[Saved entries]
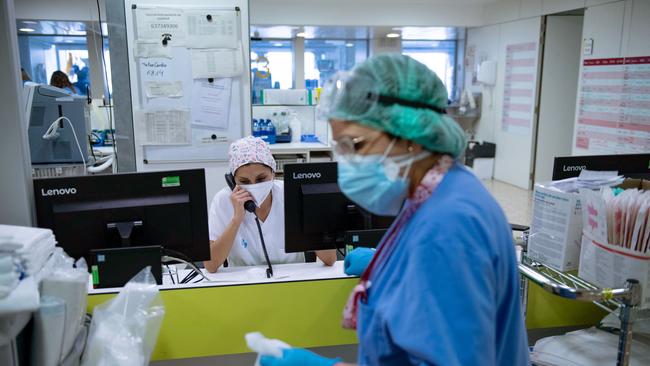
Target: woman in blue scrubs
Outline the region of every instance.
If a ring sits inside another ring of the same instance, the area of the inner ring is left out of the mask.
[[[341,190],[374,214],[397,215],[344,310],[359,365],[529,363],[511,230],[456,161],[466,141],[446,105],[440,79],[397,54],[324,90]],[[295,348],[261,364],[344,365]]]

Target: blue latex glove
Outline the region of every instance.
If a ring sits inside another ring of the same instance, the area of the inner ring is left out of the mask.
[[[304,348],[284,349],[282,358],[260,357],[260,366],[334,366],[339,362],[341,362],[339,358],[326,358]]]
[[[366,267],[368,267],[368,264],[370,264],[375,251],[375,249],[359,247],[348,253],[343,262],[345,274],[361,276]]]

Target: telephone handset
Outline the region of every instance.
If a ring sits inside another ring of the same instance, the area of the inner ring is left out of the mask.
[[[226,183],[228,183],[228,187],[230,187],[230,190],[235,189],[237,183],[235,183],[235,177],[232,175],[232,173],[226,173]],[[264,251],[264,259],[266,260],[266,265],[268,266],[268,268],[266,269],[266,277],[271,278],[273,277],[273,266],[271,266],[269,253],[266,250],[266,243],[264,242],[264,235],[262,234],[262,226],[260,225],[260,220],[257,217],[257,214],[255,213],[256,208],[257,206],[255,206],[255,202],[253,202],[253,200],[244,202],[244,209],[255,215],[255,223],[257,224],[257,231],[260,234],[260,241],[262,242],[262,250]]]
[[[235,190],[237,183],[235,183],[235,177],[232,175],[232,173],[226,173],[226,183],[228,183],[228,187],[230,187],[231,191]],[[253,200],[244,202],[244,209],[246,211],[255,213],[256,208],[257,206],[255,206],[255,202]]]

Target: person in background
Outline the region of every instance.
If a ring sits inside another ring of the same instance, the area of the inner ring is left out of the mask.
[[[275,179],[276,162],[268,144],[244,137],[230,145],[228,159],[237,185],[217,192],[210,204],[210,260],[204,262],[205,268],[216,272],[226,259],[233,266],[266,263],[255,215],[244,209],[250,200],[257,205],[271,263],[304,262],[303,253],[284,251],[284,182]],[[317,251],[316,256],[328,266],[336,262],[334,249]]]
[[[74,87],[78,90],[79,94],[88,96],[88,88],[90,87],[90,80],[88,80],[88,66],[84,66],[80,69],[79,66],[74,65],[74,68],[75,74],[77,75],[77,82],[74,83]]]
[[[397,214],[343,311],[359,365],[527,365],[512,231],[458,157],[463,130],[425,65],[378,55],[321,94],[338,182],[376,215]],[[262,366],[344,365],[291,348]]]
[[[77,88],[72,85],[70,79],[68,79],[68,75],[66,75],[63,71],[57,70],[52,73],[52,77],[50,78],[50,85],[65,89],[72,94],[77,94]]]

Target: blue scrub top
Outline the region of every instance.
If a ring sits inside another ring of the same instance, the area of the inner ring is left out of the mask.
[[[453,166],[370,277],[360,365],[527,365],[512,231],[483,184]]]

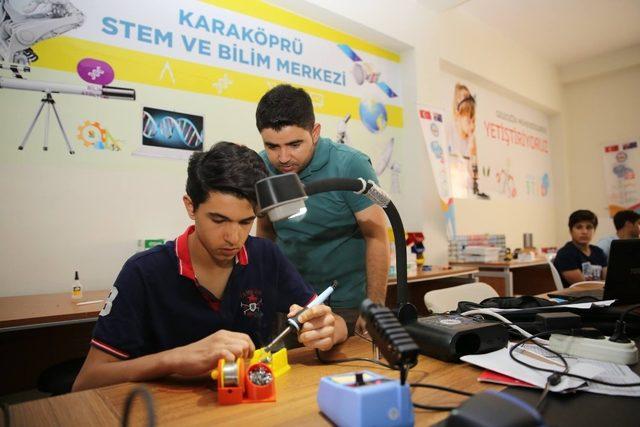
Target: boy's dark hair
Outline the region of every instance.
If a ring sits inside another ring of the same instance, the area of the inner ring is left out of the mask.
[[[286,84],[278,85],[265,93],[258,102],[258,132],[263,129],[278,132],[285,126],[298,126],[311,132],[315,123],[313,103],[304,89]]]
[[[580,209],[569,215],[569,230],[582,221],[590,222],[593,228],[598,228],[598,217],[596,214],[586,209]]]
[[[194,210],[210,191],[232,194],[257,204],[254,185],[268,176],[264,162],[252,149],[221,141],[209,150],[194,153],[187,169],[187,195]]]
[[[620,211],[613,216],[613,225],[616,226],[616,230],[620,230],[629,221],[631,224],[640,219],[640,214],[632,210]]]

**WHAT NEEDS TO BE DONE**
Repeat the entries exactly, without pictures.

**RESPONSE FOR THIS EXERCISE**
Target: woman in blue scrubs
Outline the region of every instance.
If a ring sits inside another ring of the same instance, the area of the inner ring is left out of the mask.
[[[341,190],[374,214],[397,215],[344,310],[359,365],[529,363],[511,230],[456,161],[466,141],[446,105],[440,79],[397,54],[324,90]],[[295,348],[261,364],[344,365]]]

Target: blue latex glove
Outline the region of every instance.
If a ring sits inside another ring of the same instance, the area of the inner ring is left out of the mask.
[[[304,348],[284,349],[282,358],[260,357],[260,366],[334,366],[339,362],[341,362],[339,358],[326,358]]]
[[[366,267],[368,267],[368,264],[370,264],[375,251],[375,249],[359,247],[348,253],[343,262],[345,274],[361,276]]]

Target: telephone handset
Outline the region of every instance.
If a ring sits inside another ring of the same instance, the area of the inner ring is left out of the mask.
[[[226,183],[228,183],[228,187],[230,187],[230,190],[235,189],[237,183],[235,183],[235,177],[232,175],[232,173],[226,173]],[[264,251],[264,259],[266,260],[266,265],[268,266],[268,268],[266,269],[266,277],[271,278],[273,277],[273,266],[271,266],[269,253],[266,250],[266,243],[264,242],[264,235],[262,234],[262,226],[260,225],[260,220],[257,217],[257,214],[255,213],[256,208],[257,206],[255,206],[255,202],[253,202],[253,200],[244,202],[244,209],[255,215],[255,223],[257,224],[257,231],[260,234],[260,241],[262,242],[262,250]]]
[[[235,190],[237,183],[235,183],[235,177],[232,175],[232,173],[226,173],[226,183],[228,183],[228,187],[230,187],[231,191]],[[253,200],[244,202],[244,209],[246,211],[255,213],[256,208],[257,206],[255,206],[255,202]]]

Target: person in background
Outline the region of every instance.
If a ring sits inside another ring of the same instance, the area of the inner ring is left out of the mask.
[[[275,179],[276,162],[268,144],[244,137],[230,145],[228,159],[237,185],[217,192],[210,204],[210,260],[204,262],[205,268],[216,272],[226,259],[233,266],[266,263],[255,215],[244,209],[250,200],[257,205],[271,263],[304,262],[303,253],[284,251],[284,182]],[[317,251],[316,256],[328,266],[336,262],[334,249]]]
[[[74,87],[78,90],[79,94],[88,96],[88,88],[90,87],[90,80],[88,80],[88,66],[84,66],[80,69],[79,66],[74,65],[74,68],[75,74],[77,75],[77,82],[74,83]]]
[[[397,214],[343,311],[359,365],[527,365],[512,231],[458,157],[463,130],[425,65],[378,55],[321,94],[338,182],[376,215]],[[262,366],[344,365],[291,348]]]
[[[77,88],[72,85],[70,79],[68,79],[68,75],[66,75],[63,71],[57,70],[52,73],[52,77],[50,78],[50,85],[65,89],[72,94],[77,94]]]

Target: blue scrub top
Outline the region of every instance.
If a ring sits inside another ring of the same instance, the area of the inner ring is left out of the mask.
[[[453,166],[370,277],[360,365],[527,365],[512,231],[483,184]]]

Target: boy's dark hair
Outline the region of every instance.
If a ring sits inside another ring of the same instance, the area of the inner ring is left out of the mask.
[[[286,84],[278,85],[265,93],[258,102],[258,132],[263,129],[278,132],[285,126],[298,126],[311,132],[315,123],[313,103],[304,89]]]
[[[580,209],[569,215],[569,230],[582,221],[590,222],[593,228],[598,228],[598,217],[596,214],[586,209]]]
[[[194,210],[210,191],[232,194],[257,204],[254,185],[268,176],[264,162],[252,149],[221,141],[209,150],[194,153],[187,169],[187,195]]]
[[[620,211],[613,216],[613,225],[616,226],[616,230],[620,230],[629,221],[631,224],[640,219],[640,214],[632,210]]]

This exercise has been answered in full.